REQUEST: Output each of the items below verbatim, reproducing every line unchanged.

LISTED ENTRIES:
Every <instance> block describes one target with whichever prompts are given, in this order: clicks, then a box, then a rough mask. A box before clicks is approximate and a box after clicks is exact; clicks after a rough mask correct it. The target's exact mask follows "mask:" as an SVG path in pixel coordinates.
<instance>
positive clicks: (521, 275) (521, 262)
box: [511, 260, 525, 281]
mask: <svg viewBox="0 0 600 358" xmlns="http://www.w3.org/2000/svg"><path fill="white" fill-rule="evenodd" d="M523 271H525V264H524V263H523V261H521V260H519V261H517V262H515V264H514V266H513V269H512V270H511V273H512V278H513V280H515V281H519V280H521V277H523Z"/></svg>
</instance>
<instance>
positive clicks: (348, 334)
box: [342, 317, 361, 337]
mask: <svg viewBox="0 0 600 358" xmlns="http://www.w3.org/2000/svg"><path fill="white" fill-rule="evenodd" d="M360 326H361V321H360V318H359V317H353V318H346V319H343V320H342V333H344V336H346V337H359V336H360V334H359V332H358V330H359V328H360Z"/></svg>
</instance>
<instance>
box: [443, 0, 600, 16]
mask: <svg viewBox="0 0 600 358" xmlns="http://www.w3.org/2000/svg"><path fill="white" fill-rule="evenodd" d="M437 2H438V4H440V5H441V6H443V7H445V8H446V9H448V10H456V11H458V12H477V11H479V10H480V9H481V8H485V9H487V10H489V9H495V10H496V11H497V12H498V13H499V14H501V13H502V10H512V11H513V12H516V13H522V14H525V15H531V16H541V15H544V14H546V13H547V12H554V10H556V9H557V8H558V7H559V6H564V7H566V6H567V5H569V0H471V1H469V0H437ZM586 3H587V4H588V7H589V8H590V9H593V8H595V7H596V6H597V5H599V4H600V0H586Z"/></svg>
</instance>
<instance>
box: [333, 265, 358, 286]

FINISHED EXERCISE:
Every <instance> block describes one target with whichever prompts are given, in this order: clicks, then a box, then a rough mask. A box before clicks is approximate and a box after clicks is exact; clicks after a rough mask correct it. The target's exact mask follows "mask:" as an SVG path in pixel coordinates.
<instance>
positive clicks: (521, 275) (521, 262)
box: [511, 260, 525, 281]
mask: <svg viewBox="0 0 600 358" xmlns="http://www.w3.org/2000/svg"><path fill="white" fill-rule="evenodd" d="M523 271H525V264H524V263H523V261H521V260H519V261H517V262H515V264H514V266H513V269H512V270H511V273H512V278H513V280H515V281H519V280H521V277H523Z"/></svg>
</instance>
<instance>
positive clicks: (348, 334)
box: [342, 317, 361, 337]
mask: <svg viewBox="0 0 600 358" xmlns="http://www.w3.org/2000/svg"><path fill="white" fill-rule="evenodd" d="M360 326H361V321H360V318H359V317H353V318H346V319H343V320H342V333H344V336H346V337H359V336H360V334H359V332H358V330H359V328H360Z"/></svg>
</instance>
<instance>
box: [443, 0, 600, 16]
mask: <svg viewBox="0 0 600 358" xmlns="http://www.w3.org/2000/svg"><path fill="white" fill-rule="evenodd" d="M437 2H438V4H440V5H441V6H443V7H445V8H446V9H448V10H456V11H458V12H477V11H479V10H480V9H481V8H485V9H487V10H489V9H495V10H496V11H497V12H498V13H499V14H501V13H502V10H512V11H513V12H516V13H522V14H525V15H531V16H541V15H544V14H546V13H547V12H554V10H556V9H557V8H558V7H559V6H564V7H566V6H567V5H569V0H471V1H469V0H437ZM586 3H587V4H588V7H589V8H590V9H593V8H595V7H596V6H597V5H599V4H600V0H586Z"/></svg>
</instance>
<instance>
box: [333, 265, 358, 286]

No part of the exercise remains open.